### What is required:
When a line in the listing contains the string "tortoise", pick it out and copy it.

### Given records:
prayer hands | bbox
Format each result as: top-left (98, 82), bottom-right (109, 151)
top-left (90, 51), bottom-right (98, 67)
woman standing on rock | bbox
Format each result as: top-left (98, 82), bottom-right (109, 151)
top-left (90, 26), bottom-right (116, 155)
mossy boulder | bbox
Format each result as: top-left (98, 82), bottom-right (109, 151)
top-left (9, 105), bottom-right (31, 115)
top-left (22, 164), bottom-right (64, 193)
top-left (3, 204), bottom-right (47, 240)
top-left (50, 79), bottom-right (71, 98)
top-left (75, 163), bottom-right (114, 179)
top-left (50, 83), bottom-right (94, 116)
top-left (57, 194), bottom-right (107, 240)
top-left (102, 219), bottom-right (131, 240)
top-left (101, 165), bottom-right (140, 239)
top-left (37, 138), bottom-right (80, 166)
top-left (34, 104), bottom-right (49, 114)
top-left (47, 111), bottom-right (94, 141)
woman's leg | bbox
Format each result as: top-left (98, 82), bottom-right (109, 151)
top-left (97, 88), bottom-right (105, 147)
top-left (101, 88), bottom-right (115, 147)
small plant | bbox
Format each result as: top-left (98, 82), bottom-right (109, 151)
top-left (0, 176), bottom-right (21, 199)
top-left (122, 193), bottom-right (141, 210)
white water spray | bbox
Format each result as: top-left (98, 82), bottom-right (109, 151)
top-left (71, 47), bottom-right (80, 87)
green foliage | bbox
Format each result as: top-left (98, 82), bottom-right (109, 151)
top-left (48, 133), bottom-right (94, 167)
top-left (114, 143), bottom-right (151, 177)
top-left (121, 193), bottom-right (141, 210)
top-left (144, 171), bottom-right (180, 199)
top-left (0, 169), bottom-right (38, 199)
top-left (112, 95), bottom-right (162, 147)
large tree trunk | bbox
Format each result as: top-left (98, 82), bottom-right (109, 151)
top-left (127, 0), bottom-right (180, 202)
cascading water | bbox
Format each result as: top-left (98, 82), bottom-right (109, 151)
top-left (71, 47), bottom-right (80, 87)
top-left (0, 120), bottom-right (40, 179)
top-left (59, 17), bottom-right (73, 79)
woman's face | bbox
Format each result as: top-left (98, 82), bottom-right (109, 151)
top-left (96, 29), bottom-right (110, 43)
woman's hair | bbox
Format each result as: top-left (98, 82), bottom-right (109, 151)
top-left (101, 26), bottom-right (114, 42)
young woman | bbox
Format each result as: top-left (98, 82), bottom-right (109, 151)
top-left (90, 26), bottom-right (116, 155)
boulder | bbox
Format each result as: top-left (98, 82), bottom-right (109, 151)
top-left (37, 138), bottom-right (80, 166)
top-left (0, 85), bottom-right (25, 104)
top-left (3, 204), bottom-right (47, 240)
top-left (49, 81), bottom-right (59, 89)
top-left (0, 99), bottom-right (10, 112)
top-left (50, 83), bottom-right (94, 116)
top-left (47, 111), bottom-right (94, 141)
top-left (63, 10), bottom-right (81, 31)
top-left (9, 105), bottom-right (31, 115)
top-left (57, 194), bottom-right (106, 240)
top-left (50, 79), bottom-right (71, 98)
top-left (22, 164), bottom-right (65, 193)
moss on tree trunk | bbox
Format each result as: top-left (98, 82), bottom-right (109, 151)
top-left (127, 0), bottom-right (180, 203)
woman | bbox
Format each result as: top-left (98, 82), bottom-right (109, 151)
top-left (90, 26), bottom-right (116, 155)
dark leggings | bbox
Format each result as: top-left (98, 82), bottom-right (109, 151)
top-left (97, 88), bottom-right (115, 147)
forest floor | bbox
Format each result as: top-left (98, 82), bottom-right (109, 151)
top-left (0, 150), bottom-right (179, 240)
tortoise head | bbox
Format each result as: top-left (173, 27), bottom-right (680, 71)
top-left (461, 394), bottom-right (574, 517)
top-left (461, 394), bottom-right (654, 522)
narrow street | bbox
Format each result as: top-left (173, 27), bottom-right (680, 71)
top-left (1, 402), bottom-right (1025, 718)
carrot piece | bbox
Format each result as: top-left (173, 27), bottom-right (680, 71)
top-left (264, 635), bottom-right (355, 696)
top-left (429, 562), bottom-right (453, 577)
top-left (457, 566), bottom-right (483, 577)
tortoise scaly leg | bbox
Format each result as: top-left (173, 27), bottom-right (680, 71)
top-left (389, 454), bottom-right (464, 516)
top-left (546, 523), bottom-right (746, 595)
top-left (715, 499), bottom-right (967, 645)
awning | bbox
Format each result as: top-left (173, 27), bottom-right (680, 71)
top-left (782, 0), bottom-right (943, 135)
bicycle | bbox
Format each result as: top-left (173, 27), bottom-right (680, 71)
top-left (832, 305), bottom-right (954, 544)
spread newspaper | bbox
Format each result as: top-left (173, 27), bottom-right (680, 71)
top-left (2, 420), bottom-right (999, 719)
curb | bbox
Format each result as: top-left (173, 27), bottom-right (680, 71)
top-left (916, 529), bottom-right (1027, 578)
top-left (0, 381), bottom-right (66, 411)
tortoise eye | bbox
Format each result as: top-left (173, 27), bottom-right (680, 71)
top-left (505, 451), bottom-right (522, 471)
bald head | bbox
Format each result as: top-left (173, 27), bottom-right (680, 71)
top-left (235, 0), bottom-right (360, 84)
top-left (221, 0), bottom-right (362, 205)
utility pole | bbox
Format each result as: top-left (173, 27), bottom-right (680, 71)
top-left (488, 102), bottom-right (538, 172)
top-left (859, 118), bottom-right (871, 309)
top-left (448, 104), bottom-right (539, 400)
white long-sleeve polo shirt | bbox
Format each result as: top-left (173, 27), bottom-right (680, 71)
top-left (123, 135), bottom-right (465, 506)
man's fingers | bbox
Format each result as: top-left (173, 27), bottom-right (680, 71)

### Response area:
tortoise head | bbox
tortoise scaly leg | bbox
tortoise eye | bbox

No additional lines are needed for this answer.